** PAGE EXCERPT follows **

Global oil markets are about to “tighten significantly” unless the Organization of Petroleum Exporting Countries (OPEC) and its allies resolve their issues and step up production, the International Energy Agency (IEA) warns.
“Robust global economic growth, rising vaccination rates, and easing social distancing measures will combine to underpin stronger global oil demand for the remainder of the year,” the agency predicts in its monthly report.
It states that the current stalemate within OPEC+ may lead to a “deepening supply deficit,” resulting in higher fuel prices. These could “stoke inflation and damage the fragile economic recovery” of the post-pandemic world.
Brent crude prices, for instance, were trading close to a two-year high, at $75 a barrel on Monday, while US benchmark West Texas Intermediate was fetching $74 a barrel.
OPEC+ has been torn by a dispute between its two Middle Eastern member states, Saudi Arabia and the United Arab Emirates, over the latter’s production output quota. The organization was about to approve a plan on output increase last week, but instead postponed the talks due to the last-minute disagreement. This left the output levels for next month unchanged, even though fuel consumption has been quickly restoring to pre-pandemic levels.

** End of PAGE EXCERPT **

Copy the oil market article word for word from "OPEC+ has been" to "to pre-pandemic levels.".

** DATA EXTRACT follows **

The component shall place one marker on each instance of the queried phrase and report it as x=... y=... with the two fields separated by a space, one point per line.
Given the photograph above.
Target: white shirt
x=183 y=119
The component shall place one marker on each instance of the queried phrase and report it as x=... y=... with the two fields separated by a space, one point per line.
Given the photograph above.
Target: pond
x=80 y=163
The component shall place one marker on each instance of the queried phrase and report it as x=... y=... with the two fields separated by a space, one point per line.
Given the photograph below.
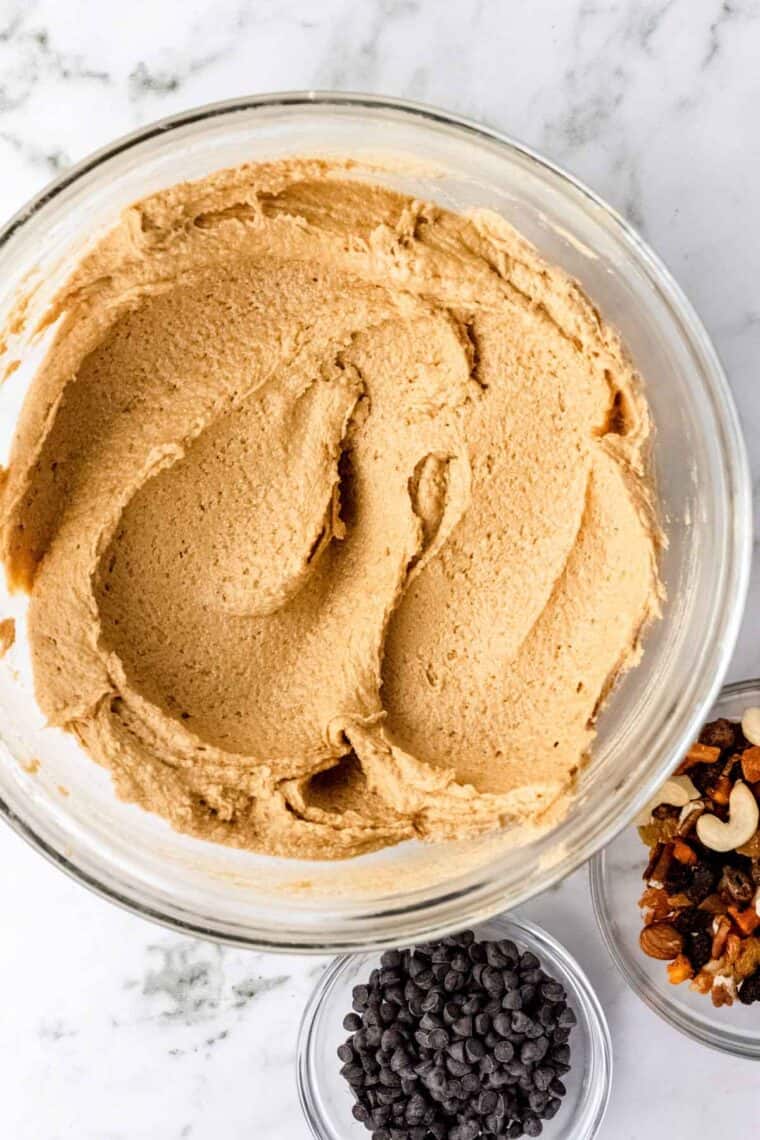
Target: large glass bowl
x=55 y=796
x=326 y=1099
x=615 y=880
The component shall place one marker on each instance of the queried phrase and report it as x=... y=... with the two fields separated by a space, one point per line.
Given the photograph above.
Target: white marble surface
x=114 y=1029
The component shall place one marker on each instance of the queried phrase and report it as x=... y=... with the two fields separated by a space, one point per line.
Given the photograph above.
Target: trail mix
x=701 y=906
x=457 y=1040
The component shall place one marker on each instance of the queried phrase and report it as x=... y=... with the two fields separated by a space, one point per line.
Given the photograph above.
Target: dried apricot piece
x=679 y=970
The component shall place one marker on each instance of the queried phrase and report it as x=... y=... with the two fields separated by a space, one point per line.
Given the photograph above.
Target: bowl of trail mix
x=677 y=895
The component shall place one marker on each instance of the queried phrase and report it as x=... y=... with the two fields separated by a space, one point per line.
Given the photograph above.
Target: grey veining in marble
x=115 y=1029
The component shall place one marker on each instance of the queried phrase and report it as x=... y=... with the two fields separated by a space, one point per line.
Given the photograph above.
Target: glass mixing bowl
x=615 y=880
x=326 y=1099
x=55 y=796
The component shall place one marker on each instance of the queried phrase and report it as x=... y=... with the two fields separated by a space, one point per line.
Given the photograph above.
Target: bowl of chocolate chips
x=493 y=1032
x=677 y=895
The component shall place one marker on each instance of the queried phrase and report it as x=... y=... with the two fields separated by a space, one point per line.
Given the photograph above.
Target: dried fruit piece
x=719 y=733
x=748 y=921
x=736 y=884
x=679 y=970
x=700 y=754
x=659 y=831
x=721 y=929
x=751 y=848
x=724 y=990
x=684 y=853
x=699 y=949
x=662 y=941
x=703 y=982
x=742 y=823
x=654 y=903
x=701 y=882
x=751 y=725
x=751 y=764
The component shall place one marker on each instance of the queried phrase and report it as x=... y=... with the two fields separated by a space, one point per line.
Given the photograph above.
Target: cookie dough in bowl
x=334 y=513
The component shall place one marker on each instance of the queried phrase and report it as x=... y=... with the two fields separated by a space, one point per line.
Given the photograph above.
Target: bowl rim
x=596 y=1098
x=451 y=905
x=664 y=1003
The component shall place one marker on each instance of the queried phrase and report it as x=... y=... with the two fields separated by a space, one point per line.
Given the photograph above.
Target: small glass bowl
x=615 y=879
x=326 y=1099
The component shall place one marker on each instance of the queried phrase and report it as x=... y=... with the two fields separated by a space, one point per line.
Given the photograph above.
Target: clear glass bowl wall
x=413 y=890
x=615 y=879
x=326 y=1099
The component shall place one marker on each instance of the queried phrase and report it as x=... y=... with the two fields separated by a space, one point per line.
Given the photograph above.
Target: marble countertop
x=116 y=1029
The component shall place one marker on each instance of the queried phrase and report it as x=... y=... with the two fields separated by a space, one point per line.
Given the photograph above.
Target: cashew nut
x=751 y=725
x=676 y=792
x=742 y=823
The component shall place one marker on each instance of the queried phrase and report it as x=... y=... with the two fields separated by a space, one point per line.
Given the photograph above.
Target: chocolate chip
x=455 y=1041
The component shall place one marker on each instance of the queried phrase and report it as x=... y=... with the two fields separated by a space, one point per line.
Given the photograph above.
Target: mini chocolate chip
x=492 y=980
x=534 y=1050
x=391 y=1039
x=520 y=1022
x=472 y=1004
x=528 y=993
x=538 y=1100
x=513 y=1000
x=482 y=1024
x=485 y=1102
x=503 y=1024
x=463 y=1027
x=451 y=1011
x=433 y=1001
x=553 y=991
x=504 y=1051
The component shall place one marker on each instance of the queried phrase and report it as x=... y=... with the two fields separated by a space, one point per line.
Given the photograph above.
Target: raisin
x=700 y=881
x=665 y=812
x=692 y=920
x=738 y=885
x=678 y=879
x=699 y=950
x=705 y=775
x=750 y=988
x=720 y=734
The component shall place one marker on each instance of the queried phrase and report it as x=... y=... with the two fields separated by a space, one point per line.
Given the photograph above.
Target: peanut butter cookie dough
x=333 y=513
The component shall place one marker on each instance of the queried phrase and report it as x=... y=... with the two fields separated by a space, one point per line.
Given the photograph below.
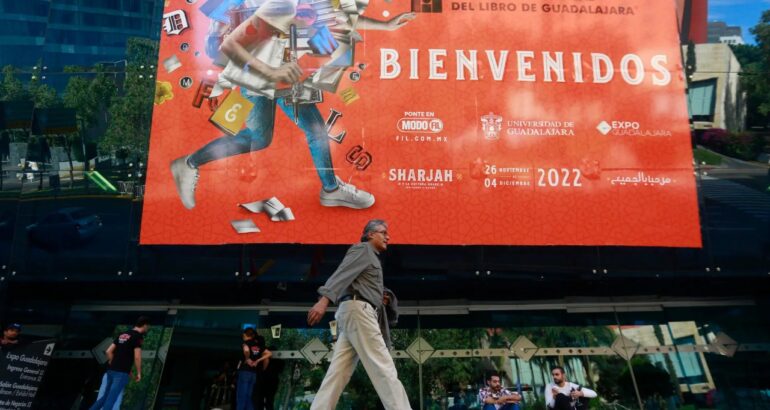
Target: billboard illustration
x=459 y=122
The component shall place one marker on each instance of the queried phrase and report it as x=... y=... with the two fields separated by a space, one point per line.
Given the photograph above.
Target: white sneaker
x=347 y=195
x=186 y=179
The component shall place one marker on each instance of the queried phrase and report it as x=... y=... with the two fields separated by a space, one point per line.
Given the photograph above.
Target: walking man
x=124 y=352
x=357 y=288
x=563 y=395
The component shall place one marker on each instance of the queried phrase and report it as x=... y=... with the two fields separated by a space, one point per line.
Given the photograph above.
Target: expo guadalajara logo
x=629 y=128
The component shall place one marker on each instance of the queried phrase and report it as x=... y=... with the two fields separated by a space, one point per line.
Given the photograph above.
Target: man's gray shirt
x=360 y=273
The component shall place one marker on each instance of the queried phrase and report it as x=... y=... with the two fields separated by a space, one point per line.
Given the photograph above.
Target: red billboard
x=459 y=122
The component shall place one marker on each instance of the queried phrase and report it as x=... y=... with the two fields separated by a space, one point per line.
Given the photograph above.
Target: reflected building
x=73 y=32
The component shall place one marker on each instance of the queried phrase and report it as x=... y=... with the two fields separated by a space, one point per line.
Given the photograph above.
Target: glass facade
x=647 y=328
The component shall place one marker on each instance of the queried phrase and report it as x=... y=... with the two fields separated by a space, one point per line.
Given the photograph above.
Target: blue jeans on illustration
x=113 y=384
x=246 y=381
x=258 y=135
x=509 y=406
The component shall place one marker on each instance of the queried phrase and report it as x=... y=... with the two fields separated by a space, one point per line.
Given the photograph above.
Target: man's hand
x=288 y=73
x=399 y=21
x=317 y=311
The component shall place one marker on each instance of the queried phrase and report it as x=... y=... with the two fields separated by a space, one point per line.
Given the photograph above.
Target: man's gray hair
x=371 y=226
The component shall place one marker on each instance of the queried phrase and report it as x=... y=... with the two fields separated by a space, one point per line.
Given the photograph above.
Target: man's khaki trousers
x=360 y=338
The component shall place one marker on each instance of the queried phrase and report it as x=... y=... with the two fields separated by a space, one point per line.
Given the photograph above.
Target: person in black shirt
x=254 y=354
x=122 y=353
x=10 y=337
x=267 y=380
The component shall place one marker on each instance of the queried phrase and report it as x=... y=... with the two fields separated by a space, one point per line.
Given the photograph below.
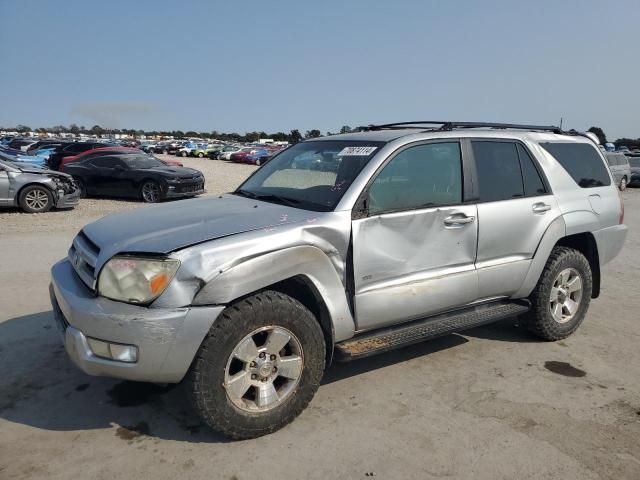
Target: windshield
x=6 y=158
x=142 y=161
x=313 y=175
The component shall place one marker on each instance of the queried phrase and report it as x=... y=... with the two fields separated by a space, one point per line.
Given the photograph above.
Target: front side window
x=419 y=177
x=582 y=161
x=498 y=167
x=141 y=161
x=313 y=175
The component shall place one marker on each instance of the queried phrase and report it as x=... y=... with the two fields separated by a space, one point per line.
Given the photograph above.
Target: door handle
x=540 y=207
x=458 y=220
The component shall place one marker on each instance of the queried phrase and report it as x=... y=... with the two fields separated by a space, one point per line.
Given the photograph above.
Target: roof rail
x=447 y=126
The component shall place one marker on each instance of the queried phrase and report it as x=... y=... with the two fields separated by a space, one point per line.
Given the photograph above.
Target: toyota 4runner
x=412 y=231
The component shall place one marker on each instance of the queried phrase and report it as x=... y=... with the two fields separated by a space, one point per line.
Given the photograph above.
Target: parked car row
x=39 y=176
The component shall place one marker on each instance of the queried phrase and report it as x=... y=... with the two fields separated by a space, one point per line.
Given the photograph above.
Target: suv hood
x=172 y=226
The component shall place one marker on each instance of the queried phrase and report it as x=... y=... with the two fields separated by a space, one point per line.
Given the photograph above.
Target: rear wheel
x=561 y=299
x=259 y=366
x=150 y=192
x=35 y=199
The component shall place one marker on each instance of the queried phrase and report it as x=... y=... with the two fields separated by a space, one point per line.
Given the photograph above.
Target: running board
x=385 y=339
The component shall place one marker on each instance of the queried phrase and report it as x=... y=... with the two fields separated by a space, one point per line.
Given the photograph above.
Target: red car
x=96 y=152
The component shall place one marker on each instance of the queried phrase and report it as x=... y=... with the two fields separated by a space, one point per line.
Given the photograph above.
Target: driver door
x=4 y=188
x=414 y=252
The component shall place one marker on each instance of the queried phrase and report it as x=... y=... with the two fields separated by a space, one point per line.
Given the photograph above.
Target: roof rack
x=447 y=126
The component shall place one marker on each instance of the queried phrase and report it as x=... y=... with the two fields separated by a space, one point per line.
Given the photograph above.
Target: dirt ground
x=493 y=403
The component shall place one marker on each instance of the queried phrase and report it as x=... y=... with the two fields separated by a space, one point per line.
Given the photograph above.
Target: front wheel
x=150 y=192
x=259 y=366
x=36 y=199
x=561 y=299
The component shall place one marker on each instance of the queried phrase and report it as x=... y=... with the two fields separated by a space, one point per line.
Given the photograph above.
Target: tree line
x=293 y=136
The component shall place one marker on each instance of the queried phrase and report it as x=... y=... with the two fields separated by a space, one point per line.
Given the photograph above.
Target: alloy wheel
x=566 y=294
x=37 y=199
x=150 y=192
x=264 y=369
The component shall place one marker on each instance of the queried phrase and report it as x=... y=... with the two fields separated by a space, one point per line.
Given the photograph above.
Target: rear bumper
x=174 y=194
x=610 y=241
x=167 y=339
x=68 y=200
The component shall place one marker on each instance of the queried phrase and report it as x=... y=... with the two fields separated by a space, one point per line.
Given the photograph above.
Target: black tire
x=539 y=319
x=35 y=199
x=207 y=374
x=145 y=192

** End of DATA EXTRACT **

**RESULT OF THIS TASK:**
OPEC+ has been torn by a dispute between its two Middle Eastern member states, Saudi Arabia and the United Arab Emirates, over the latter’s production output quota. The organization was about to approve a plan on output increase last week, but instead postponed the talks due to the last-minute disagreement. This left the output levels for next month unchanged, even though fuel consumption has been quickly restoring to pre-pandemic levels.